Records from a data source
· · ·

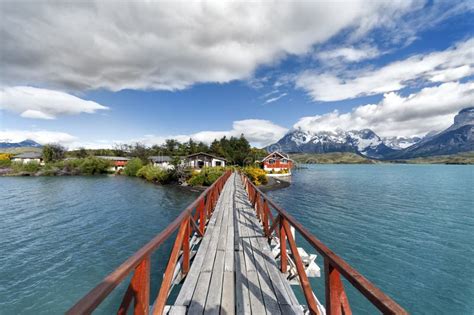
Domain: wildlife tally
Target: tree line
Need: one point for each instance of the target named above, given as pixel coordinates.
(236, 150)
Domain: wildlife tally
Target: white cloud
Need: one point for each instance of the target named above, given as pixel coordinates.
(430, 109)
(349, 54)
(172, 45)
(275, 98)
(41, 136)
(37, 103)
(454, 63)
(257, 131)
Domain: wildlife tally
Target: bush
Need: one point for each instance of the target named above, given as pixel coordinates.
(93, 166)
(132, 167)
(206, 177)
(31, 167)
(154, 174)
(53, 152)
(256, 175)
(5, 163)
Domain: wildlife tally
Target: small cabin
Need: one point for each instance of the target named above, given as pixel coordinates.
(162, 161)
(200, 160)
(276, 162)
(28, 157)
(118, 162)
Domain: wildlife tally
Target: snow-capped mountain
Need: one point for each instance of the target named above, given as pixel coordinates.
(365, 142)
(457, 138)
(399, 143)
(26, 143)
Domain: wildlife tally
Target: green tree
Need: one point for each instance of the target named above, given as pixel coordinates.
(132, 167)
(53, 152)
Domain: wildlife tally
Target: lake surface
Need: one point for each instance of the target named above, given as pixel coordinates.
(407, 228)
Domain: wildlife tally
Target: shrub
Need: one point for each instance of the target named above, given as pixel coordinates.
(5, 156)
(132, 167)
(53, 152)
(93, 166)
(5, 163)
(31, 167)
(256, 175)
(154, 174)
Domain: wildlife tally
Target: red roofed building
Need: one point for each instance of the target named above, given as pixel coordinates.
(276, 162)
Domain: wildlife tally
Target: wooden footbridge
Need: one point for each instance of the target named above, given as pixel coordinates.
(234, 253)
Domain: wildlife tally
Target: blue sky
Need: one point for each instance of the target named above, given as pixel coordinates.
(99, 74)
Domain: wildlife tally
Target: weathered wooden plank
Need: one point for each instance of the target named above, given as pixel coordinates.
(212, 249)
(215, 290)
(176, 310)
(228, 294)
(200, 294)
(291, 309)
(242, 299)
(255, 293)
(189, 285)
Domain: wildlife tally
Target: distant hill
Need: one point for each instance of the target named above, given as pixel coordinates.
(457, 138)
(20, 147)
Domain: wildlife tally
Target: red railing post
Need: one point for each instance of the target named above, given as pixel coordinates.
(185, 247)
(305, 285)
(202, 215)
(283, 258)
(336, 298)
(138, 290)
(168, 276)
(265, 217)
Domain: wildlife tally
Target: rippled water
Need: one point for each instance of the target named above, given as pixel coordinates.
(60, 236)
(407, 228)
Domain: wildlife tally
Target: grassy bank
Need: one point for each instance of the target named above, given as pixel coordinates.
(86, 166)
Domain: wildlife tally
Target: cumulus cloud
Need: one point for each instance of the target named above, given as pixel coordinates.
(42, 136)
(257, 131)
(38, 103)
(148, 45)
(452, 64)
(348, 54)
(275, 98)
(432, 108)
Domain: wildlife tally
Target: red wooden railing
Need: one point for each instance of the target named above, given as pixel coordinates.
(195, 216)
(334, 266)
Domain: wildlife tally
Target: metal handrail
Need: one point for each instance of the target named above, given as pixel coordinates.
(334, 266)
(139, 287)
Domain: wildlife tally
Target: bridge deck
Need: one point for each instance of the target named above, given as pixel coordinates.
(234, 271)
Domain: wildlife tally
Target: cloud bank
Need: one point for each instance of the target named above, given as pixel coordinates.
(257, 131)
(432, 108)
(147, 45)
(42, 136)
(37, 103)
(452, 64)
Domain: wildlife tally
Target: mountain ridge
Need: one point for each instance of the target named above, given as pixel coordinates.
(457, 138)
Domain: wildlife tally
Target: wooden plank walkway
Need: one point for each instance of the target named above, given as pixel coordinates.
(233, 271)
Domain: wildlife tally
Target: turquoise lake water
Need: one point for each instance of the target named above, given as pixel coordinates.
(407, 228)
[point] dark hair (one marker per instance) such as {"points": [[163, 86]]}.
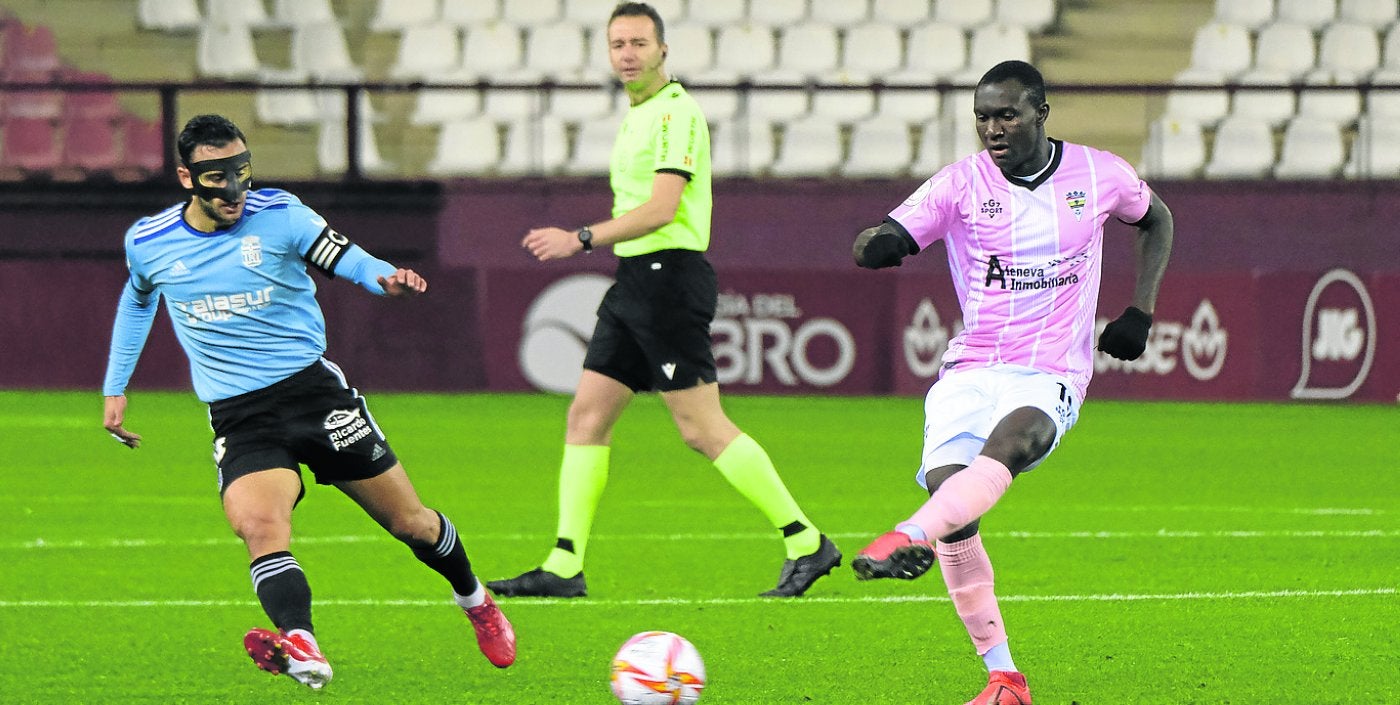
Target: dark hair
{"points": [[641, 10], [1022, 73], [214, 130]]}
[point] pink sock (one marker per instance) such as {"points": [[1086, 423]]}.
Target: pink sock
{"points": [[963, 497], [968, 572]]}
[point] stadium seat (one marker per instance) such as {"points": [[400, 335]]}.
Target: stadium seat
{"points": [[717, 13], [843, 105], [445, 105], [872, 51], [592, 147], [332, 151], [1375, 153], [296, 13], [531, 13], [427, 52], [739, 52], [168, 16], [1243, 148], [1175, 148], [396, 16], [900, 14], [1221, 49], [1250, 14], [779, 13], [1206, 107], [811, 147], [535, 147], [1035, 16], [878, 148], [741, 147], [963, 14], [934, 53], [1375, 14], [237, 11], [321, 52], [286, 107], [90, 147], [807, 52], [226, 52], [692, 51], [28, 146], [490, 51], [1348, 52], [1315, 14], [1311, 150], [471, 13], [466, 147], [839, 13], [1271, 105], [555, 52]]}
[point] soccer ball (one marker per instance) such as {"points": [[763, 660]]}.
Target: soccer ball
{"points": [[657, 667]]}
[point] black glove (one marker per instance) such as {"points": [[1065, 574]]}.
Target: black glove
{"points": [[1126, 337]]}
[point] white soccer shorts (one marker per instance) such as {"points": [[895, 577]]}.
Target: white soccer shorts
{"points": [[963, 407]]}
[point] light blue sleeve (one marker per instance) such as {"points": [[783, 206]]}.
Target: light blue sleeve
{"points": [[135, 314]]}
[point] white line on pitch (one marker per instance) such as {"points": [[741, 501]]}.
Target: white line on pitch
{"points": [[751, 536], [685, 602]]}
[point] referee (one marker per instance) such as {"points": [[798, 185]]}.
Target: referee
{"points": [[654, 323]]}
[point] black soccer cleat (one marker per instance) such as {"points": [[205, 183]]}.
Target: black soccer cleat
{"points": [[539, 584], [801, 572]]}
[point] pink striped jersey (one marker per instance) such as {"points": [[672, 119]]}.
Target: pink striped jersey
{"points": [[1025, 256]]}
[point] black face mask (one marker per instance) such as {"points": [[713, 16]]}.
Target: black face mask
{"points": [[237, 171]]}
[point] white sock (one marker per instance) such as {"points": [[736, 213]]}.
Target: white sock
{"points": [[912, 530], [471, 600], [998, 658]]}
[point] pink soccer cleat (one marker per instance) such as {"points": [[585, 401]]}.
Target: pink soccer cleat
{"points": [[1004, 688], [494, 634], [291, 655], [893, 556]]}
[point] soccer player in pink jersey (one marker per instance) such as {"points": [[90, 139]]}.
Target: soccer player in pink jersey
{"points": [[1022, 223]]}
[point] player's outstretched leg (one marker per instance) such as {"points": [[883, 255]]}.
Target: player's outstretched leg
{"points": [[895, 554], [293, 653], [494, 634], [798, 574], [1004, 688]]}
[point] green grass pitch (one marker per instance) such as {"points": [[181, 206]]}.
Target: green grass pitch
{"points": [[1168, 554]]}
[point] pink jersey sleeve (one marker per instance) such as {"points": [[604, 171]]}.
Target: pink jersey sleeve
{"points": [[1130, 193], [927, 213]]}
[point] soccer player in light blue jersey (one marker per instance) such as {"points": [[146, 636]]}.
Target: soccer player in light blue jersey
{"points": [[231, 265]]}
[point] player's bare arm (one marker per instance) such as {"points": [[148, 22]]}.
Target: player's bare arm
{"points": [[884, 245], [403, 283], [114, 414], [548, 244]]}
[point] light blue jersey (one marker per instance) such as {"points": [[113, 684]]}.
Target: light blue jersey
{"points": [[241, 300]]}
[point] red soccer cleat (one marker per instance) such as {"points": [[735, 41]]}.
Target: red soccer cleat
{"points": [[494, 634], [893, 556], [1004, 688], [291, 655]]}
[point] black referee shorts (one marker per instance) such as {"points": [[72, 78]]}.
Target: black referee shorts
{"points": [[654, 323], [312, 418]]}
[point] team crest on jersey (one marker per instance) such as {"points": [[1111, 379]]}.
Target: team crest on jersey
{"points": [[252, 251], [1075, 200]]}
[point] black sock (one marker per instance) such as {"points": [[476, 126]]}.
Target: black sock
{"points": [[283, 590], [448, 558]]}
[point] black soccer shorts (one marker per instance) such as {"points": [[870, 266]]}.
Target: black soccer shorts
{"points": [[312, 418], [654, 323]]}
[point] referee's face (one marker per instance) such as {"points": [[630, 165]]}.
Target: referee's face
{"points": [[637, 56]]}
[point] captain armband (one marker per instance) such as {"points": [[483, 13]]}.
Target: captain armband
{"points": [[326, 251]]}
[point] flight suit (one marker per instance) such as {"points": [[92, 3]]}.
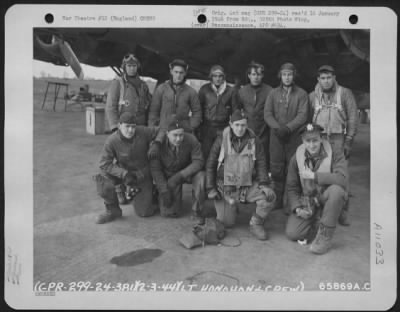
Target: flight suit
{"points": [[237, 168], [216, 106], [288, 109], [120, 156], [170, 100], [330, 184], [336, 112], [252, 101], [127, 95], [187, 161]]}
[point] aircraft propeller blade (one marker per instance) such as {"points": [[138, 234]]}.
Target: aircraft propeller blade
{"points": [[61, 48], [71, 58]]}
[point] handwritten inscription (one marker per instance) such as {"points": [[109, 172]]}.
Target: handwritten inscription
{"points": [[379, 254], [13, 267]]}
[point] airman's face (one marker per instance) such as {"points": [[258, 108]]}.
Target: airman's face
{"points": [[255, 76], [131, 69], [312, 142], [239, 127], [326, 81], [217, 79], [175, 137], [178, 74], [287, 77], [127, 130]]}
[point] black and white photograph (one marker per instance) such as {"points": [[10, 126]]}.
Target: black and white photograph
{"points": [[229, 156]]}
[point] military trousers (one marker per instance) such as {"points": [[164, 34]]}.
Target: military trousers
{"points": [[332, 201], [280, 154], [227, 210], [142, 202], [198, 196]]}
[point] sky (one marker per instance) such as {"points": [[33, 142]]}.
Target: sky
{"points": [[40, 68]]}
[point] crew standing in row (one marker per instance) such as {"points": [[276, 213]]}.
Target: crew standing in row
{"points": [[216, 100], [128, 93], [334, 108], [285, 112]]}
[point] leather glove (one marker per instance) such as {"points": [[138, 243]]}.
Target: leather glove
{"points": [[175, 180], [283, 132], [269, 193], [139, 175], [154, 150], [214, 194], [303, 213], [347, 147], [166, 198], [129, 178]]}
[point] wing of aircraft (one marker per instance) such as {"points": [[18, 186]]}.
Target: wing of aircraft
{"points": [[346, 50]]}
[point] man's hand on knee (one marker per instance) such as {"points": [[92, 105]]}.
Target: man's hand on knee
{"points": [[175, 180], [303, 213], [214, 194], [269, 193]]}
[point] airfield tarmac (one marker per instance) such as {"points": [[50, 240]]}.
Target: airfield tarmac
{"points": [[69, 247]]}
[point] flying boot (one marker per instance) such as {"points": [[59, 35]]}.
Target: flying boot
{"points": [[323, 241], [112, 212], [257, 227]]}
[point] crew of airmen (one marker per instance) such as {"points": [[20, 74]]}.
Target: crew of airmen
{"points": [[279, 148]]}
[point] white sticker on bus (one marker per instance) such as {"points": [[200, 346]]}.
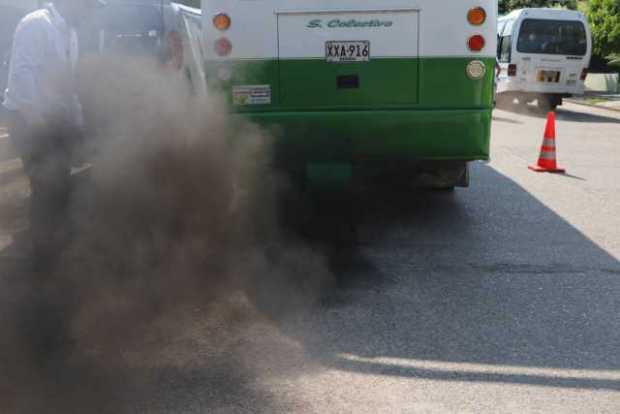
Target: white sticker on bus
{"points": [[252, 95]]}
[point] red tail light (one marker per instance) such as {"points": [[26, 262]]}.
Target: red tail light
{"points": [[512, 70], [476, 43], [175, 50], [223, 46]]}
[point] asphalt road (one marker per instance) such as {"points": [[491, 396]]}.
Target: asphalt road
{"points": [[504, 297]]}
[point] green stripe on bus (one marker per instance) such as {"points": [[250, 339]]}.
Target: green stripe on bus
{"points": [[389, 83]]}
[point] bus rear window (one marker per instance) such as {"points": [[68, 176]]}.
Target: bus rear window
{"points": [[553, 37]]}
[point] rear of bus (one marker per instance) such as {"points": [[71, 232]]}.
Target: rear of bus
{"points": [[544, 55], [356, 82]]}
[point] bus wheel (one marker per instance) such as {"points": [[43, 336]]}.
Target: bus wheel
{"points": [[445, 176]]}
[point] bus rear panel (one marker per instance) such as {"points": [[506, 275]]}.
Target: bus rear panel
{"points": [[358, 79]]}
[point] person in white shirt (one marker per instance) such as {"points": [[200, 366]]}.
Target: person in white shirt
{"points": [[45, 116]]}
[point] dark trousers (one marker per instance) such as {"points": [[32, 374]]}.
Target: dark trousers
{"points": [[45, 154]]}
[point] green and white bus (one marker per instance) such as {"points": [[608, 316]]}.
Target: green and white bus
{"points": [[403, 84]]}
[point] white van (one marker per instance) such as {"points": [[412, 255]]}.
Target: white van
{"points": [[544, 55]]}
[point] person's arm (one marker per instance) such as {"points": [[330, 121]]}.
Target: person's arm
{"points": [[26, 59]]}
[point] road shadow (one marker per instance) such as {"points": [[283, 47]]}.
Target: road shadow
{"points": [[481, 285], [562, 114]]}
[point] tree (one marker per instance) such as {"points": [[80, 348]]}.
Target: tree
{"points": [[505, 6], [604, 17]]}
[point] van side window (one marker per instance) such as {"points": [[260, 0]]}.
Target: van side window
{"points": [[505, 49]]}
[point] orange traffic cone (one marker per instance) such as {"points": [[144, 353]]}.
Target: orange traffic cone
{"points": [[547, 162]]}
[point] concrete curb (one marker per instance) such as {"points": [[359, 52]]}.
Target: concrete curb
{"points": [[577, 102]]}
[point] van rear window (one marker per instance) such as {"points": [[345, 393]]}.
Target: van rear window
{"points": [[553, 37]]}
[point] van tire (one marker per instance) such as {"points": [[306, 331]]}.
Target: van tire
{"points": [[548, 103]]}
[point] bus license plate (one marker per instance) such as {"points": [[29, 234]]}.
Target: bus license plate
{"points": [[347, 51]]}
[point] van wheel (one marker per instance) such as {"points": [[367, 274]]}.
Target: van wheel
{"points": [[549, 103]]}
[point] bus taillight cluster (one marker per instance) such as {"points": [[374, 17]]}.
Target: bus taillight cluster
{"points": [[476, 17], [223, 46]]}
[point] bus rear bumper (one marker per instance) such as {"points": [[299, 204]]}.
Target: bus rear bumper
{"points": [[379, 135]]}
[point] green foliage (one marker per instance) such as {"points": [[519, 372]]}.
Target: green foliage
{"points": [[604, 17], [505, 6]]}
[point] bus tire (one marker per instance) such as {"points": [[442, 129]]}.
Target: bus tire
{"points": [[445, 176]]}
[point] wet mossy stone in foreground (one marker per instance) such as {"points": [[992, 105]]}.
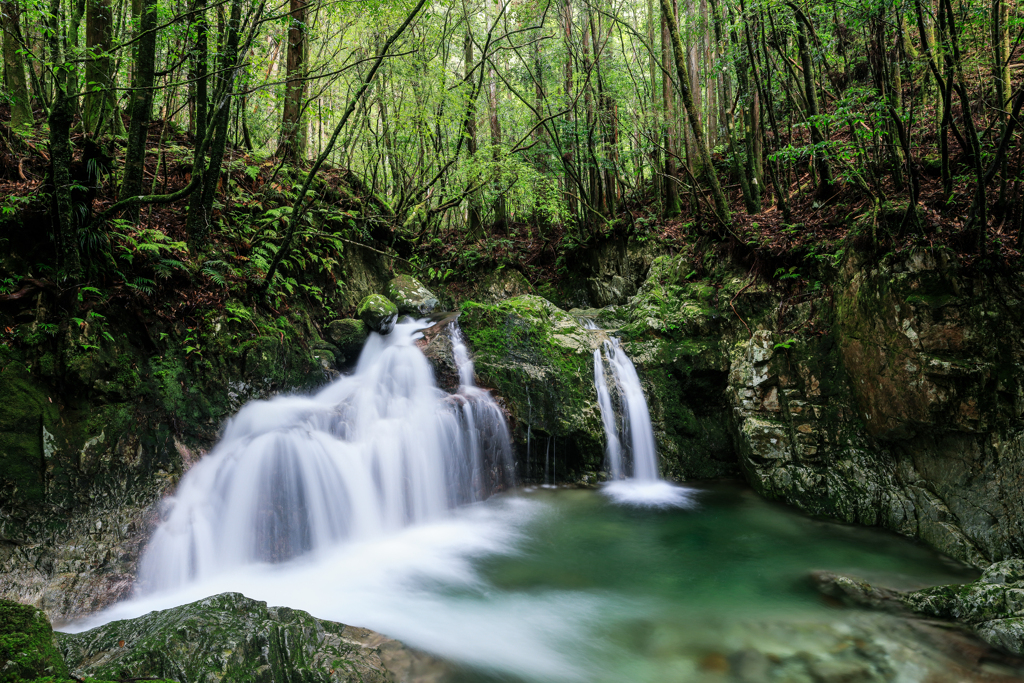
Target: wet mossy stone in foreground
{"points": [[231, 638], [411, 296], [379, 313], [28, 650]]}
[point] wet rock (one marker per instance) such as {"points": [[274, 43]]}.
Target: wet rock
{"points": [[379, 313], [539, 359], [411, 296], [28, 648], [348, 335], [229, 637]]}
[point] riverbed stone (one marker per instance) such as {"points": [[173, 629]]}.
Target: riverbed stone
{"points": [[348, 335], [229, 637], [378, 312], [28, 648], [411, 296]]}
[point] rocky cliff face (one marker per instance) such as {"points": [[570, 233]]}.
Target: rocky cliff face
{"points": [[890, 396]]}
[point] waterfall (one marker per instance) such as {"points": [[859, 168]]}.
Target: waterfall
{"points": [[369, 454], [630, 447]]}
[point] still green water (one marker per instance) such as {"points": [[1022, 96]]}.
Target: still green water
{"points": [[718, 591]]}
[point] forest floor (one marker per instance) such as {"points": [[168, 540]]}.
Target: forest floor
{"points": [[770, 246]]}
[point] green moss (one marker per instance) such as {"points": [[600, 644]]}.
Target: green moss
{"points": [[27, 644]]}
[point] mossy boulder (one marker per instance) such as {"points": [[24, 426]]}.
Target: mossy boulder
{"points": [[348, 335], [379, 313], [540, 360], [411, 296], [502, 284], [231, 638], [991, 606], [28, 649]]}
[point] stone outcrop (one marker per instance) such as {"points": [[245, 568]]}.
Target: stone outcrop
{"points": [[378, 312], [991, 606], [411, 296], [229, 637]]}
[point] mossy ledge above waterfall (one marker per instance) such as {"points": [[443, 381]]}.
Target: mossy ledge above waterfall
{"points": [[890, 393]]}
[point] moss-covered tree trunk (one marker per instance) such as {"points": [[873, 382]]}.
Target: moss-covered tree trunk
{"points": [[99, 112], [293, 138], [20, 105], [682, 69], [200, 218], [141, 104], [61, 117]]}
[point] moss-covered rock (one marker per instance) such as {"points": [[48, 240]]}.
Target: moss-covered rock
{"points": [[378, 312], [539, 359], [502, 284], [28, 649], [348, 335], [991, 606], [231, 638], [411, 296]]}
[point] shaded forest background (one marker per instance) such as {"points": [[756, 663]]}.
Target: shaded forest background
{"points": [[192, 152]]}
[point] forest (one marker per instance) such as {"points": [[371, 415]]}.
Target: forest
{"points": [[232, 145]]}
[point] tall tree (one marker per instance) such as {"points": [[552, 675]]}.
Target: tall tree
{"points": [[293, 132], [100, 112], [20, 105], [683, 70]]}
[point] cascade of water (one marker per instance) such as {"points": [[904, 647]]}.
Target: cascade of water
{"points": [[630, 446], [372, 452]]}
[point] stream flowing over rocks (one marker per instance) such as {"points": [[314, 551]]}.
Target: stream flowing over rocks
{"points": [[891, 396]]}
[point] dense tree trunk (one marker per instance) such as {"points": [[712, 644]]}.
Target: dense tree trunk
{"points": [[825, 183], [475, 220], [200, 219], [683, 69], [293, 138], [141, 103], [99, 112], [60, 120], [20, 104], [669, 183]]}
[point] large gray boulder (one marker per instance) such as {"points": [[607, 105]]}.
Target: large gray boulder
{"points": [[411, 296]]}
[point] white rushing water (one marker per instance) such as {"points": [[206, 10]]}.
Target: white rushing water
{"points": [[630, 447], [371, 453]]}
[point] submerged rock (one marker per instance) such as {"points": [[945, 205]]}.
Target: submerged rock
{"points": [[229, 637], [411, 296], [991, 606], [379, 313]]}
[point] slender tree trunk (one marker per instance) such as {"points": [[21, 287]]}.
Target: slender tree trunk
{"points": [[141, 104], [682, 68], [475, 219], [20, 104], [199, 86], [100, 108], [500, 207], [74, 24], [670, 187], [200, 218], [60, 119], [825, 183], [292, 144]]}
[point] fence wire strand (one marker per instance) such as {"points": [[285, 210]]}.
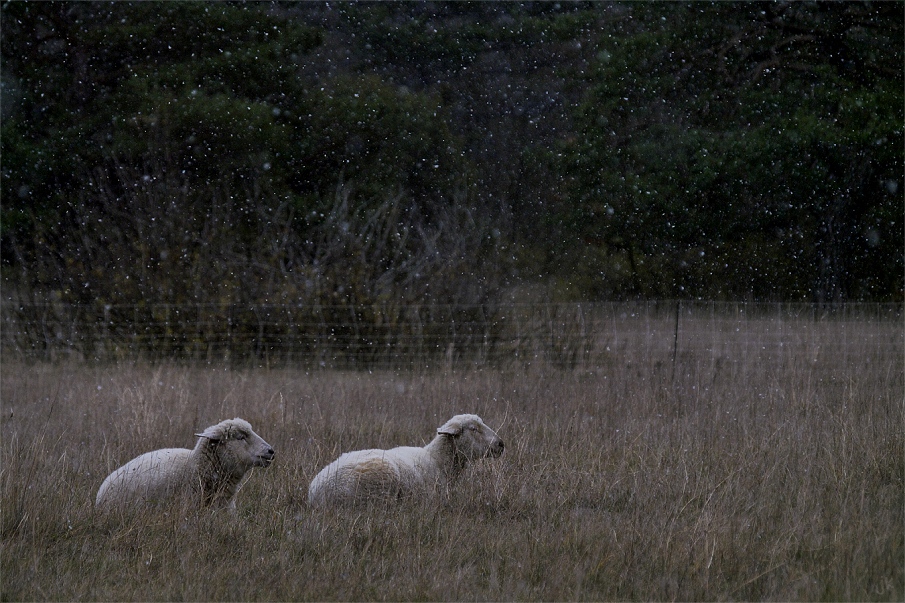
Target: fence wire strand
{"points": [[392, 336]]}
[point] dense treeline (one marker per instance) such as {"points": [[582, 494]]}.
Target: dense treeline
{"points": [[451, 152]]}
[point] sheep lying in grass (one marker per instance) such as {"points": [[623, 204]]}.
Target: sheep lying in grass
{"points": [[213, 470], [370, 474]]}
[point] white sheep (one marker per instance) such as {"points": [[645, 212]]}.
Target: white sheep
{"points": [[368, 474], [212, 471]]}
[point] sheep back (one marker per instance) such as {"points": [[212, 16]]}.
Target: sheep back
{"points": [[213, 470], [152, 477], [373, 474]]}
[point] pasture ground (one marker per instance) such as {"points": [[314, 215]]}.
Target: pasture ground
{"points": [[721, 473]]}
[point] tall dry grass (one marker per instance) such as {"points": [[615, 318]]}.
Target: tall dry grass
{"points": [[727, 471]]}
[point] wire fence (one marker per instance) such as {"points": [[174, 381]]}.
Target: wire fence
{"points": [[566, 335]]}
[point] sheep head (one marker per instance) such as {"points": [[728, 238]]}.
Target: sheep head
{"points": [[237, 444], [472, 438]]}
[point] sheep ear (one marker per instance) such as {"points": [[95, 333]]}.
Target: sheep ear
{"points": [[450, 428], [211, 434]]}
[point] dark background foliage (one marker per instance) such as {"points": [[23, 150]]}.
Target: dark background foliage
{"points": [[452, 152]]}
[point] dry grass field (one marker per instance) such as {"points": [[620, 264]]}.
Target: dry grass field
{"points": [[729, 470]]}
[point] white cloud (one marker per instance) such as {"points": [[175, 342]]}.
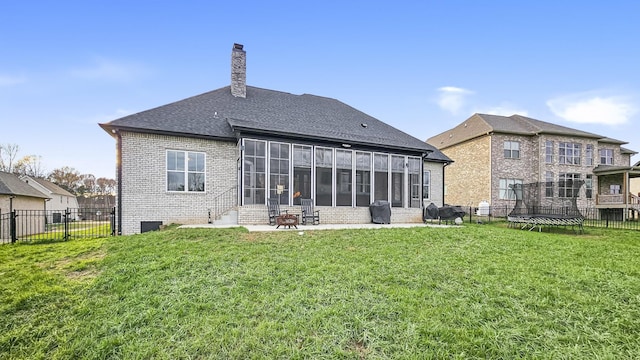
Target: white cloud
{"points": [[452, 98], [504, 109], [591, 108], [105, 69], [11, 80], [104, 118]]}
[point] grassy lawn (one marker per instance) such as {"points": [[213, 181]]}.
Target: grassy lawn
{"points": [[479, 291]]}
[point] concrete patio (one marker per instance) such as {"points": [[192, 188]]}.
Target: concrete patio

· · ·

DIRECTIONS FOR THIS TASK: Begin with the first line of the records and repeat every line up to the one with "Target: wooden footbridge", counting that line too. Pictures are not part of the copy.

REPLY TO THE TASK:
Domain: wildlife tally
Target: tree line
Need: one point for each instance of the target named above, given as pixel coordinates.
(236, 150)
Domain: wildlife tally
Target: white cloud
Need: one point for each instance of the target named above, given as pixel coordinates.
(430, 109)
(349, 54)
(172, 45)
(275, 98)
(41, 136)
(37, 103)
(454, 63)
(257, 131)
Domain: wildlife tally
Target: bush
Need: one point for each instance of the target named above, given as pixel coordinates.
(93, 166)
(132, 167)
(206, 177)
(31, 167)
(154, 174)
(53, 152)
(256, 175)
(5, 163)
Domain: wildlife tally
Target: small cabin
Need: one point for each instance of the target named above, given as pixel coordinates.
(162, 161)
(200, 160)
(276, 162)
(28, 157)
(118, 162)
Domain: wildlife tally
Target: snow-capped mountain
Need: one point for each instance of the target named above, given as pixel coordinates.
(365, 142)
(457, 138)
(399, 143)
(26, 143)
Domain: wildlife tally
Target: green tree
Need: one point for each instance of the target named above, given as pixel coordinates.
(132, 167)
(53, 152)
Domain: wildlife tally
Target: lake surface
Need: one point for each instance of the target named above, given as pixel coordinates.
(407, 228)
Domain: wildlife tally
Target: shrub
Need: one point for each instance of the target named above, given as pixel coordinates.
(5, 156)
(132, 167)
(53, 152)
(93, 166)
(5, 163)
(31, 167)
(256, 175)
(154, 174)
Domain: wildlife tally
Target: red roofed building
Need: one point for each instance of the target named above, given as pixel coordinates.
(276, 162)
Domain: wildlife tally
Target: wooden footbridge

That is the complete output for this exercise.